## What is needed
Scale everything below from the line containing "For the benchmark, mark every instance of the white belt" down to the line containing "[[674, 337]]", both lines included. Reproduce each line in that range, changing only the x and y coordinates in the answers: multiply each by 1.75 and round to a whole number, with halves rounded up. Give no other data.

* * * * *

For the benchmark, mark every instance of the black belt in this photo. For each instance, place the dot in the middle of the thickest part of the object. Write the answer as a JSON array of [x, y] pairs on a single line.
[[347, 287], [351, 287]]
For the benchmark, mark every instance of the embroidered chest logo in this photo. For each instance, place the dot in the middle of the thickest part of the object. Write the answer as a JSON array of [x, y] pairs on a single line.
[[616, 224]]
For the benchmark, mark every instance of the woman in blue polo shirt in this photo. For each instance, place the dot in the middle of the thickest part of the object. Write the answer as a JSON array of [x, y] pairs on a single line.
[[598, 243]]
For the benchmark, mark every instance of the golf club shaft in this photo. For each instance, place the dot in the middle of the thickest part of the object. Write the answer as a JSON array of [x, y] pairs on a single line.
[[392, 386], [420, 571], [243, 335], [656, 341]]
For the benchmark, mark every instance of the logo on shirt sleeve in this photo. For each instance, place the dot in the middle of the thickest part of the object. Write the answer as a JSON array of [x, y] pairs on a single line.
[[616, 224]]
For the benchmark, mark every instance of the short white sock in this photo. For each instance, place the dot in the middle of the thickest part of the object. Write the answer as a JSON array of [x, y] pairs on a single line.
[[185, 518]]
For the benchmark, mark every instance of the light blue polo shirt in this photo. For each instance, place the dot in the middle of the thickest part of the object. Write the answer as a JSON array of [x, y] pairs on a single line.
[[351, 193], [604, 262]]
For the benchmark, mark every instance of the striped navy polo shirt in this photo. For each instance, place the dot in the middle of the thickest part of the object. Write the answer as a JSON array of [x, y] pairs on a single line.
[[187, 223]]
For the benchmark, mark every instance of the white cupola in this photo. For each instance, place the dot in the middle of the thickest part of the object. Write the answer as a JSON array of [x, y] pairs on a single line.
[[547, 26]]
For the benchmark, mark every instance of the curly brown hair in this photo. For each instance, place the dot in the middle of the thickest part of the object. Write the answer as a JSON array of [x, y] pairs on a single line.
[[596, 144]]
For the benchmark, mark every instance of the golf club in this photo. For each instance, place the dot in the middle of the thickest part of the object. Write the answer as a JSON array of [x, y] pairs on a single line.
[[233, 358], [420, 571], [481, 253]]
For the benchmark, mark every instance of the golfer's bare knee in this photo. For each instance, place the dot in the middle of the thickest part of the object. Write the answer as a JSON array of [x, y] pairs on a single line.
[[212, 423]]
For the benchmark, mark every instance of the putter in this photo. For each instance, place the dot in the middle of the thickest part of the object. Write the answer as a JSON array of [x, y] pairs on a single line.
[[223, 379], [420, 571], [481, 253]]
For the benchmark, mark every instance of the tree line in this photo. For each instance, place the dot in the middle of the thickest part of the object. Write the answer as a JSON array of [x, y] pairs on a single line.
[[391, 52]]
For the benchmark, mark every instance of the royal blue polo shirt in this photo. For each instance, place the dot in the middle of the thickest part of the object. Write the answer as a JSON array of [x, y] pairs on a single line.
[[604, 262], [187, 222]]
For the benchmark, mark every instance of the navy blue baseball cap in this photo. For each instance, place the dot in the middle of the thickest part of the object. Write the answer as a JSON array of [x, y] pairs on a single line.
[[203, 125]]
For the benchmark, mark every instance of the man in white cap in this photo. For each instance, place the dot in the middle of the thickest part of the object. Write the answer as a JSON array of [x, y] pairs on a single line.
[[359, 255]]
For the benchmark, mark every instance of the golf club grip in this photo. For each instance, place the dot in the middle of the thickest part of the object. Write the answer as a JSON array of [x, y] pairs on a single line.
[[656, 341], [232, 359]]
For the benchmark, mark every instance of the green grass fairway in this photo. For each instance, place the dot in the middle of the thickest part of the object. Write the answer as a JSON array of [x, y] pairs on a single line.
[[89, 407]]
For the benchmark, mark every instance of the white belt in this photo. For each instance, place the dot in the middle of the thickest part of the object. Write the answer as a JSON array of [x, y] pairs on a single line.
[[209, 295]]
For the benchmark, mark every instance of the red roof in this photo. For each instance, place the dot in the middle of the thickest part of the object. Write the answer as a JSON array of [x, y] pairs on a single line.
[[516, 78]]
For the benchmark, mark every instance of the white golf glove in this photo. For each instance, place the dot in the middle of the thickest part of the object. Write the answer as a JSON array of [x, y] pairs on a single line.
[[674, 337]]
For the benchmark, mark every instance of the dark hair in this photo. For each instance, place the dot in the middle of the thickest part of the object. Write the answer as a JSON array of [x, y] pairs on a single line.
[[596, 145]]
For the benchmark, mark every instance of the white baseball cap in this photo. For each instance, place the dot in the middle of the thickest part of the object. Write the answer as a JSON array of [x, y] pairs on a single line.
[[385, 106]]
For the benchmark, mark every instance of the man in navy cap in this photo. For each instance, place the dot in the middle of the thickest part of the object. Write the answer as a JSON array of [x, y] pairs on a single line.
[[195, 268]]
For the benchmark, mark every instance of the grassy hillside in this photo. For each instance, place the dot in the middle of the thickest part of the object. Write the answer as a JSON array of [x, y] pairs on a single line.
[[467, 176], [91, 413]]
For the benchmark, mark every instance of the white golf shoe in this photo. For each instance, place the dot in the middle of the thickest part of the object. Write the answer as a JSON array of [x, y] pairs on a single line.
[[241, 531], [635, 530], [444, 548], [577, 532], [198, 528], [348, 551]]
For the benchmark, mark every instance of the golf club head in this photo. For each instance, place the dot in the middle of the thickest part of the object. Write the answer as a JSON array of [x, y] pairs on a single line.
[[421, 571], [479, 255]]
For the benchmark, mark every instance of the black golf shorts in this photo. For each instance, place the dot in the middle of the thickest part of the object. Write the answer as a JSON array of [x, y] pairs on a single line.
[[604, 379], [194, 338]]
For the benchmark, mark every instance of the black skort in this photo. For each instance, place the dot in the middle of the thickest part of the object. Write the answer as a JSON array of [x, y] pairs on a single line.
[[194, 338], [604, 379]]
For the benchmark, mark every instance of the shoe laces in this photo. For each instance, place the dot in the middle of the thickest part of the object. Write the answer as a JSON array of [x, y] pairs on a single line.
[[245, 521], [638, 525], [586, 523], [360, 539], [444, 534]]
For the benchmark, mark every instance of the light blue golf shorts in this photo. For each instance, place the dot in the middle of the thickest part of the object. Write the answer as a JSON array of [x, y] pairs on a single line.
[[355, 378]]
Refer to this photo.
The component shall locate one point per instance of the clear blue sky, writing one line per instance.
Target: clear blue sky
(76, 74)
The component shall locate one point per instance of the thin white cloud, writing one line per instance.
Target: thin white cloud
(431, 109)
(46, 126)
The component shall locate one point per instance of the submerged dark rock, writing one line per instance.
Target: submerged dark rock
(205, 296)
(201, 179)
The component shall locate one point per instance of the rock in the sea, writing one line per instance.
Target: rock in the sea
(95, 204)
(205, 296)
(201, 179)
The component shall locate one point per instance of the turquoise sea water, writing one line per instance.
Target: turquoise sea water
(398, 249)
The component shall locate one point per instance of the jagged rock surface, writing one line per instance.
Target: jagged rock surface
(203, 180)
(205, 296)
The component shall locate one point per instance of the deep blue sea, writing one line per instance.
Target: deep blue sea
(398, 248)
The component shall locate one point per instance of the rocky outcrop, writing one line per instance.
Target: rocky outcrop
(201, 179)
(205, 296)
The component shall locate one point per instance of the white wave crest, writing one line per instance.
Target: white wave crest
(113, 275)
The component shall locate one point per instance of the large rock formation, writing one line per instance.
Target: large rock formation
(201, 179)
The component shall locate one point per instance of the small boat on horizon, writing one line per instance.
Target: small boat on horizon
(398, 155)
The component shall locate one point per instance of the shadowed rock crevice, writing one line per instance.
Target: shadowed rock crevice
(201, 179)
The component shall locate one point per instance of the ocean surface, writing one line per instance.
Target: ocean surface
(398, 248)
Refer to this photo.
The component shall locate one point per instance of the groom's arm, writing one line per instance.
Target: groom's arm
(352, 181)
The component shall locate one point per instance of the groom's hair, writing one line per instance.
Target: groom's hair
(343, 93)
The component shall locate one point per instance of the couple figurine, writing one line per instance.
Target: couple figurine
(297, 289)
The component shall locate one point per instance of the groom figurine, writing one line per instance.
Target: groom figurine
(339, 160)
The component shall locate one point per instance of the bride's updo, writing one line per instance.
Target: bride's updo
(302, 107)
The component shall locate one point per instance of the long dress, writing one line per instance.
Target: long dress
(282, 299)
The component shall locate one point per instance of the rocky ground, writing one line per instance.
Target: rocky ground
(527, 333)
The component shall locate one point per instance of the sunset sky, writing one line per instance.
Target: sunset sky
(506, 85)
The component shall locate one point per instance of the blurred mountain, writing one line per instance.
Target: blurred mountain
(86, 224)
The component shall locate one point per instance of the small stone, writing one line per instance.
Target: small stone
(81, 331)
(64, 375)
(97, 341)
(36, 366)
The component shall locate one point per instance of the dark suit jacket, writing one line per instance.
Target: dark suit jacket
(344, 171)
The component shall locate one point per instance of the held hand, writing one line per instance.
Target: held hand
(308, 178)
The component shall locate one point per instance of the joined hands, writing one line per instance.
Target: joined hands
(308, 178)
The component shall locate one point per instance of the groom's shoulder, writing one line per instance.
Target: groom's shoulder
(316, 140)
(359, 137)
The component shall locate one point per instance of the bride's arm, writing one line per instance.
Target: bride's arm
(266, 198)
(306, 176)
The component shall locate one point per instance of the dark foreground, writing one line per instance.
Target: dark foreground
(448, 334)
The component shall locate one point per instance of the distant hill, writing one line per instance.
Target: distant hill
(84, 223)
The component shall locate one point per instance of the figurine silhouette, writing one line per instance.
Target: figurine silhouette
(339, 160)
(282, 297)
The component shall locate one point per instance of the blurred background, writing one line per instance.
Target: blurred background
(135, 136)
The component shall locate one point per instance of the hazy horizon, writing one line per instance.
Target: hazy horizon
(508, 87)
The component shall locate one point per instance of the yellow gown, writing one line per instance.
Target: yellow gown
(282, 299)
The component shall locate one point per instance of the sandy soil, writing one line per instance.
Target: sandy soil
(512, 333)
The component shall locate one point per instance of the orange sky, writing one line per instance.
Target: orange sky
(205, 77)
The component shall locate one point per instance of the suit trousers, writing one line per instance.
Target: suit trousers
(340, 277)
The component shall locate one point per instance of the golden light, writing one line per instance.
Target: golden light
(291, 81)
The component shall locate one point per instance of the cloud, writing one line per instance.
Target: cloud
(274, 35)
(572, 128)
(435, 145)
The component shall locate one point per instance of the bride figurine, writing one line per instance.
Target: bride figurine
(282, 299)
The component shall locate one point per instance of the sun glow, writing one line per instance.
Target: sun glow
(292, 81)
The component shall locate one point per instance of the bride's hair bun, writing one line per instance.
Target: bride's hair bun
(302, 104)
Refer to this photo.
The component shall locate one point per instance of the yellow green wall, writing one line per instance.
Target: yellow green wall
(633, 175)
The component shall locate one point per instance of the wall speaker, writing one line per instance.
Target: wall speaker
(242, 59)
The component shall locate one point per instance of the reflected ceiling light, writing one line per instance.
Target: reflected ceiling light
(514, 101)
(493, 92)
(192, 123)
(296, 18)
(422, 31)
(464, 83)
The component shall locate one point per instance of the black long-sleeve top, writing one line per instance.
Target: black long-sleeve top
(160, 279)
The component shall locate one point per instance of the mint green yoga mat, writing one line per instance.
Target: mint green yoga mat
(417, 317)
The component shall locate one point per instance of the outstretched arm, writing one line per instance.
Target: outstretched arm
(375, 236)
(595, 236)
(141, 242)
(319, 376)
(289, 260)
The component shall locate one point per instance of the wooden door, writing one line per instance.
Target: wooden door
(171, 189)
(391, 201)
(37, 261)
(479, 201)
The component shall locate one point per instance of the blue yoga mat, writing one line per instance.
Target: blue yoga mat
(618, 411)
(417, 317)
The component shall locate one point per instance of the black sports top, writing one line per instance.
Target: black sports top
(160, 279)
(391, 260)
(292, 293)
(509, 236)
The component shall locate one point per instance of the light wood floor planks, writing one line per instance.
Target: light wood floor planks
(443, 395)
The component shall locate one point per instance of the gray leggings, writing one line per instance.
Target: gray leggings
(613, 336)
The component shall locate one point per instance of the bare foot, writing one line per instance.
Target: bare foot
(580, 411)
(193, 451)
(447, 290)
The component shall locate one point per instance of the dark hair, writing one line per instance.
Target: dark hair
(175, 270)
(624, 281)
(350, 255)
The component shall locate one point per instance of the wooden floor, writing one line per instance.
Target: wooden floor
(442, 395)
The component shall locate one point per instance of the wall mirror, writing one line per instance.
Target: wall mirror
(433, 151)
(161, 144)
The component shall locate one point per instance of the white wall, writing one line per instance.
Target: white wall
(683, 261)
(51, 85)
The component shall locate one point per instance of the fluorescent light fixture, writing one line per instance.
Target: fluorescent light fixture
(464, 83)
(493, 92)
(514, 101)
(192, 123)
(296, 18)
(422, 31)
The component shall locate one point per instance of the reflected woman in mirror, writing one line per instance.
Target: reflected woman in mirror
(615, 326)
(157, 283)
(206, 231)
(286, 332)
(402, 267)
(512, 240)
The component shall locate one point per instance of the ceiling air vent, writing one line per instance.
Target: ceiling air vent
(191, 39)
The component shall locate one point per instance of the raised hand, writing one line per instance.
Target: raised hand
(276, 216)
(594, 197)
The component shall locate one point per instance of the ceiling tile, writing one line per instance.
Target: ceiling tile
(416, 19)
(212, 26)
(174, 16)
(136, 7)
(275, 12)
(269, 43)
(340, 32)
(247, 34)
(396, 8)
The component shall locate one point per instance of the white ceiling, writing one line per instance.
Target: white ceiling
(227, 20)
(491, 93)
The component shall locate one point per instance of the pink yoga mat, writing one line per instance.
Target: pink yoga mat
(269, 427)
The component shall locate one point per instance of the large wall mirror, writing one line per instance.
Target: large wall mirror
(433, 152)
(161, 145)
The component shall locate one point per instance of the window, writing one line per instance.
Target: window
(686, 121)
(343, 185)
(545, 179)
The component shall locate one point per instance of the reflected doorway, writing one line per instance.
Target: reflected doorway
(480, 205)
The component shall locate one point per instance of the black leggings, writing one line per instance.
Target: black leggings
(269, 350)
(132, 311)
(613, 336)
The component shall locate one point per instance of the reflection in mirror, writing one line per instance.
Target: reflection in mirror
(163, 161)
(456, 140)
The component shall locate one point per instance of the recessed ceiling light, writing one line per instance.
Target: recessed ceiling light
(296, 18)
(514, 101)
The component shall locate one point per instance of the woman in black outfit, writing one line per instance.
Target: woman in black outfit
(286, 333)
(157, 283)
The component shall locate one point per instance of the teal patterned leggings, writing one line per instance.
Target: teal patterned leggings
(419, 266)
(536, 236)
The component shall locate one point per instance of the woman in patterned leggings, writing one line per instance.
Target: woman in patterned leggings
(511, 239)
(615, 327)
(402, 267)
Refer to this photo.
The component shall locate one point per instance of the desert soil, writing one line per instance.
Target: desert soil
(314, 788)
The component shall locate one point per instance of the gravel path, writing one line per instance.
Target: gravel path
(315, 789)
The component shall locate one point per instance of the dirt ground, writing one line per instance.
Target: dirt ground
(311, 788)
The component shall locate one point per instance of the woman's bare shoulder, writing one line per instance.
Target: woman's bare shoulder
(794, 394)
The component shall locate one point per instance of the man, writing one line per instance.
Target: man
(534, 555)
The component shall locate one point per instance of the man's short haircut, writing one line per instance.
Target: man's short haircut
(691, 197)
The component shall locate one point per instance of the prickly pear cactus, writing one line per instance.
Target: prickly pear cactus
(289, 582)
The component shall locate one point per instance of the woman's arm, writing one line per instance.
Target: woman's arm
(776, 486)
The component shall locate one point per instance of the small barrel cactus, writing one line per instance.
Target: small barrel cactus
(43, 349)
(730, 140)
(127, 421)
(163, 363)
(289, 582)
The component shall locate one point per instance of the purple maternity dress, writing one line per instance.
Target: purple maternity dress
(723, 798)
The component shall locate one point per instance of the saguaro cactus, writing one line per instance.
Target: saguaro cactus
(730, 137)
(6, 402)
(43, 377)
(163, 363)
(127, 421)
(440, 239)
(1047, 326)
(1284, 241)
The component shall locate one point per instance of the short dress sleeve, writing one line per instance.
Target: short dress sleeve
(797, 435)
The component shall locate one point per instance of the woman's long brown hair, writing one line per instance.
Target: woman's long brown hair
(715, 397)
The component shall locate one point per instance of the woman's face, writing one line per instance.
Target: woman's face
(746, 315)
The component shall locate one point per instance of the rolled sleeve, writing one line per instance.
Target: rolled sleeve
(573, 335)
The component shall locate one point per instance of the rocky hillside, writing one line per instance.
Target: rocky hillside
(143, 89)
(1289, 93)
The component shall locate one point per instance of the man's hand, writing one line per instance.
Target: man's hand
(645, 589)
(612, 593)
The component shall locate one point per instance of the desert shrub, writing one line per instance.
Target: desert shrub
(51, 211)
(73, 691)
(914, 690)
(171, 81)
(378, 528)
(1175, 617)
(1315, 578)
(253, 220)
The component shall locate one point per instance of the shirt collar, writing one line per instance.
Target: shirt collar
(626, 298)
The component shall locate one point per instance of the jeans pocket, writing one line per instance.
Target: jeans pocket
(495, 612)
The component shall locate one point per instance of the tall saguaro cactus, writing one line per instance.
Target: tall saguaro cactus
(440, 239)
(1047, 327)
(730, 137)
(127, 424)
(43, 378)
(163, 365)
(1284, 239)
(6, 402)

* * * * *

## Output of the task
For the benchmark, mark every instance of the white belt in this photo. For each instance, place the dot in the middle of the thickest part of the object. Write the answer as a JSON array of [x, y] pairs on a single line.
[[366, 516]]
For the benchmark, mark every instance of the red roof in this photo. For each instance, place the dot in the middle of the thickest part of the object. Write the answer as a JSON array of [x, y] pairs on a single line.
[[903, 137]]
For the benchmark, mark every instance of the white golf glove in this photo. For each instance, place the dot in the middle of the thickest part of the object. Write the answer as a JSON array of [x, y] pairs on a single line.
[[1180, 590]]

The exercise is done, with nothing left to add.